Top of Selected extract

• PINS Part A3.10 PINS Part A3.10 Insurance concentration risk component

    Inserted by QFCRA RM/2013-1 and amended by Editorial changes (as from 1st January 2015).

    • PINS A3.10.1 PINS A3.10.1 Application of pt A3.10

      This Part applies to general insurance business.

      Note For a QFC insurer that carries on long-term insurance business, the capital charge relating to possible insurance concentration risk is included in the long-term insurance risk component in Part A3.9.

      Inserted by QFCRA RM/2013-1 and amended by Editorial changes (as from 1st January 2015).

      • PINS A3.10.1 Guidance

        1 An insurer is exposed to the possibility of very large losses arising from its portfolio as a result of exposures to extreme events such as natural catastrophes, man-made disasters and other non-natural perils. While such events occur rarely, their financial impact on an insurer can be significant and can result in insolvency.
        2 The insurance concentration risk component is calculated as the insurer's maximum event retention (after taking into account acceptable reinsurance recoveries) plus the cost of 1 reinstatement of those reinsurance arrangements if the reinstatement reinsurance cover has not been pre-paid by the insurer.

Bottom of Selected extract
Top of Input data

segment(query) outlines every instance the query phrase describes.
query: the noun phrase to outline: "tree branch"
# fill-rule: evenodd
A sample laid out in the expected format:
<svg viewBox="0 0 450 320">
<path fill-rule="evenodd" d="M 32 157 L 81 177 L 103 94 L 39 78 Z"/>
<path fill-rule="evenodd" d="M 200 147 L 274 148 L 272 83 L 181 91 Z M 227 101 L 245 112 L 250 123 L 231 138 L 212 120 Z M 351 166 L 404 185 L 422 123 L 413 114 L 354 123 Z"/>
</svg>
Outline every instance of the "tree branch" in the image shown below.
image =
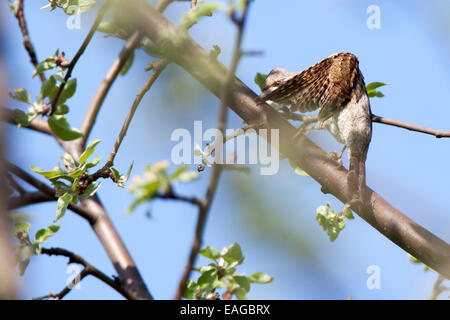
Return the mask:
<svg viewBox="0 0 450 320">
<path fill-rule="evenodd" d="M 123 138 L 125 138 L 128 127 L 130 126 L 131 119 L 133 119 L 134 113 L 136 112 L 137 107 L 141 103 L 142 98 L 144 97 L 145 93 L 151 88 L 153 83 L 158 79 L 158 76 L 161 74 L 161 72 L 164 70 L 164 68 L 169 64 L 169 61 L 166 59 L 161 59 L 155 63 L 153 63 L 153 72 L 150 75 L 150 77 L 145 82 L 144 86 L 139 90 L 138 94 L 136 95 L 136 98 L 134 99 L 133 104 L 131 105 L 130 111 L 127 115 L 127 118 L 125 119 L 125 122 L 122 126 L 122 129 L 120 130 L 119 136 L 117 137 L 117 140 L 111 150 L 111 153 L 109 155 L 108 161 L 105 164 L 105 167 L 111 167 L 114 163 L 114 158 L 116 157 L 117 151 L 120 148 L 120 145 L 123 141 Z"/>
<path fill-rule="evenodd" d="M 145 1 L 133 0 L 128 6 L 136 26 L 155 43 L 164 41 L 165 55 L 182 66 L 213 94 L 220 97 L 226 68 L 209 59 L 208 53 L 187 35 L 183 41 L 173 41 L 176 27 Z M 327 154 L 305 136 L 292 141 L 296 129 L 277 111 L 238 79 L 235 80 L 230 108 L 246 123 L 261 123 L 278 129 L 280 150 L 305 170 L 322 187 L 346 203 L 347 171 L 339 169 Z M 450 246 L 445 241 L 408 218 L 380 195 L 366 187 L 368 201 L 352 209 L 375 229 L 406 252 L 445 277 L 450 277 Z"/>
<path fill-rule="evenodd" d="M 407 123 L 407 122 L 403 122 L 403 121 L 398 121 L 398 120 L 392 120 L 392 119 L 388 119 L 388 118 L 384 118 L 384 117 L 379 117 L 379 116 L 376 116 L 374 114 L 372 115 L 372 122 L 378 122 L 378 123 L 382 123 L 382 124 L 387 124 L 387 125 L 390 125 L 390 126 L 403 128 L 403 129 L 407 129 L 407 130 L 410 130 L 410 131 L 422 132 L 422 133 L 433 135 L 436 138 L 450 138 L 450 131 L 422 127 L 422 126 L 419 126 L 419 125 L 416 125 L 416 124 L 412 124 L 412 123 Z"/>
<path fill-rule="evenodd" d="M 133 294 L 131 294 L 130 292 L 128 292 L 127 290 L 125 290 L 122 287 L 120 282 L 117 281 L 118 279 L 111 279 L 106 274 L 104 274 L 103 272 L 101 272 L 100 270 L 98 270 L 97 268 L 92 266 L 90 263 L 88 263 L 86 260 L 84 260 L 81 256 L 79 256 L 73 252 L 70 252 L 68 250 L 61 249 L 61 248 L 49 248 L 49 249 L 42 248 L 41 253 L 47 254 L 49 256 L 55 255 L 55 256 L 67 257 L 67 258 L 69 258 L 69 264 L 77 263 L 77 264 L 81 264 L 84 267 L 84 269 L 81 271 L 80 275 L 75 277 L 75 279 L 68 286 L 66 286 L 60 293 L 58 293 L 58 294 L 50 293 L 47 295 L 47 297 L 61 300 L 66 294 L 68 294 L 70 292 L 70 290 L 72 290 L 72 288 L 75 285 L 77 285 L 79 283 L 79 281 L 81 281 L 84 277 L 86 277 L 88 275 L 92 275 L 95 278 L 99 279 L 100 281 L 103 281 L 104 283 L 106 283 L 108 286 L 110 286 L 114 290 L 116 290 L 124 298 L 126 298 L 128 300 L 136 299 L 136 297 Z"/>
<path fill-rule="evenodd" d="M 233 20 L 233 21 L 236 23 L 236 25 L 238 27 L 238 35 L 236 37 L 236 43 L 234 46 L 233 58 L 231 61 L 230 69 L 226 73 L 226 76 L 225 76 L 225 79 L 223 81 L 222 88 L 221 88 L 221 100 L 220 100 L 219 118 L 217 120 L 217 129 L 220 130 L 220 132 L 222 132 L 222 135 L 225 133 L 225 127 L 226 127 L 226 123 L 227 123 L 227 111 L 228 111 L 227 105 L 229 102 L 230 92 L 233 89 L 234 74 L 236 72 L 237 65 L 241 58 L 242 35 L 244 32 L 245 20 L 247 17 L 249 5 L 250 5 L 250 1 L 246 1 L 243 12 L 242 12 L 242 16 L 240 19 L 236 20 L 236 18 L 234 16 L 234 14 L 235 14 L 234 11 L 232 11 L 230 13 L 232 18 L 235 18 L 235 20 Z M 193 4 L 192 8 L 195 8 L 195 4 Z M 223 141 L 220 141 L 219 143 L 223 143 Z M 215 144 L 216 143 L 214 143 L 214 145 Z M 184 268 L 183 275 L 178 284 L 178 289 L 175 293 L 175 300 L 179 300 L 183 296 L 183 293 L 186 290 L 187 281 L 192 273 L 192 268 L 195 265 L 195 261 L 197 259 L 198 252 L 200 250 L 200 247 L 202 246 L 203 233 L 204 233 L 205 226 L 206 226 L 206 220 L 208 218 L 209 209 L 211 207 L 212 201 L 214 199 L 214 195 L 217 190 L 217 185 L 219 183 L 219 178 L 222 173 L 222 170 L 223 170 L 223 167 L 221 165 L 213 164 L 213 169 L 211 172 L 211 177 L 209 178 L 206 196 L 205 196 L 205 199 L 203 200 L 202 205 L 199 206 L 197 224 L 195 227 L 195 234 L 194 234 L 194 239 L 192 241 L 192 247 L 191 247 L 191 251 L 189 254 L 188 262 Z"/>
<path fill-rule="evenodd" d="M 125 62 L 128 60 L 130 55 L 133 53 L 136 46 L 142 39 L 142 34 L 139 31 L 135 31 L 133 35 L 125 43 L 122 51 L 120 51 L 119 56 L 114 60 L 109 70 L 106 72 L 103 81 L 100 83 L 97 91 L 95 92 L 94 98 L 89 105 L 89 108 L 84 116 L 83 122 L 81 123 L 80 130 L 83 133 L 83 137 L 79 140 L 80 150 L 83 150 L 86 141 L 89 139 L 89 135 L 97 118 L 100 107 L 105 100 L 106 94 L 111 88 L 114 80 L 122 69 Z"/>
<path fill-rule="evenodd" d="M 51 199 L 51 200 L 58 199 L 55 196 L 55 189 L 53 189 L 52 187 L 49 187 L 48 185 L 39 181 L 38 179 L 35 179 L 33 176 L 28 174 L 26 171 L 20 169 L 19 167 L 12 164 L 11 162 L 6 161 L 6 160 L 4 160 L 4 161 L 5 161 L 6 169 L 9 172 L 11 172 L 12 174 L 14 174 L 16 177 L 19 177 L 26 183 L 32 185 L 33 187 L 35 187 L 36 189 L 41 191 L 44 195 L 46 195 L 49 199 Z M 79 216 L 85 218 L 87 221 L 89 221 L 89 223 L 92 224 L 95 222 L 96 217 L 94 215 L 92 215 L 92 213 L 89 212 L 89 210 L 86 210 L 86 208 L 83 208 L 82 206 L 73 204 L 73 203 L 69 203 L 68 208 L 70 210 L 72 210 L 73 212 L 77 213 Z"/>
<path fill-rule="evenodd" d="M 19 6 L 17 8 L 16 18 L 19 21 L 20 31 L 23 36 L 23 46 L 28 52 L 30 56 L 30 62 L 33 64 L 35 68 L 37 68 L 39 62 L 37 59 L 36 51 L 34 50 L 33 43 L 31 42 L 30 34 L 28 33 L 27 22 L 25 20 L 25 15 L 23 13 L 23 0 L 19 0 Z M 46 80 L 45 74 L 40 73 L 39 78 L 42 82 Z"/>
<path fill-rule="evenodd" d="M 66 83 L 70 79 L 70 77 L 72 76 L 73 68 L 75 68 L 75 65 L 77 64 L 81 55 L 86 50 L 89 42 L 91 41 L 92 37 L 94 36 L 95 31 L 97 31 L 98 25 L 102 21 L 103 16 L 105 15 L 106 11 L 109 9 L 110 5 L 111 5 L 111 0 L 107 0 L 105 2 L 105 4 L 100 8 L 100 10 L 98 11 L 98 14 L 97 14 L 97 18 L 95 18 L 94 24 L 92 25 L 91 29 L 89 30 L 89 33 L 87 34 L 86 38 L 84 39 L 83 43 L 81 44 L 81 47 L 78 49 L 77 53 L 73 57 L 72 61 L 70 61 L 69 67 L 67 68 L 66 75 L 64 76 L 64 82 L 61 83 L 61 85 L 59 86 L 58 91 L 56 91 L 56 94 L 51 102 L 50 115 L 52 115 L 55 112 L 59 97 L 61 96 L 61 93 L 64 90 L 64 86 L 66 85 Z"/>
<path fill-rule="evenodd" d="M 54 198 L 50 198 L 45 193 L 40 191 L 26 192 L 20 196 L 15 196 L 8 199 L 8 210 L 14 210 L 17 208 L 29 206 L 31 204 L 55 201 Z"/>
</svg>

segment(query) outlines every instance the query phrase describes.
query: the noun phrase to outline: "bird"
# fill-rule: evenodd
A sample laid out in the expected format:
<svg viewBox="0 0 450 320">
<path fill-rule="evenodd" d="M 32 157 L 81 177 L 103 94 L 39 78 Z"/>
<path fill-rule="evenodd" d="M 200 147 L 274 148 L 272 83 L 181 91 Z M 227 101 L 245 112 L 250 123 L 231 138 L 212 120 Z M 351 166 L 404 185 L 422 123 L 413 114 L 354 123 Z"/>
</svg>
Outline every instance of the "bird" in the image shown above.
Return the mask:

Bottom of Input data

Work instructions —
1. Answer these questions from the Part A3.10 text:
(a) To what kind of insurance business does this Part apply?
(b) For a QFC insurer that carries on long-term insurance business, where is the capital charge for possible insurance concentration risk included?
(c) Under what condition is the cost of 1 reinstatement added to the insurer's maximum event retention?
2. List every extreme event that the Part A3.10 text names as a source of exposure to very large losses.
The data has no connection to the Part A3.10 text.

Results for each task —
1.
(a) General insurance business.
(b) In the long-term insurance risk component in Part A3.9.
(c) When the reinstatement reinsurance cover has not been pre-paid by the insurer.

2.
- Natural catastrophes
- Man-made disasters
- Other non-natural perils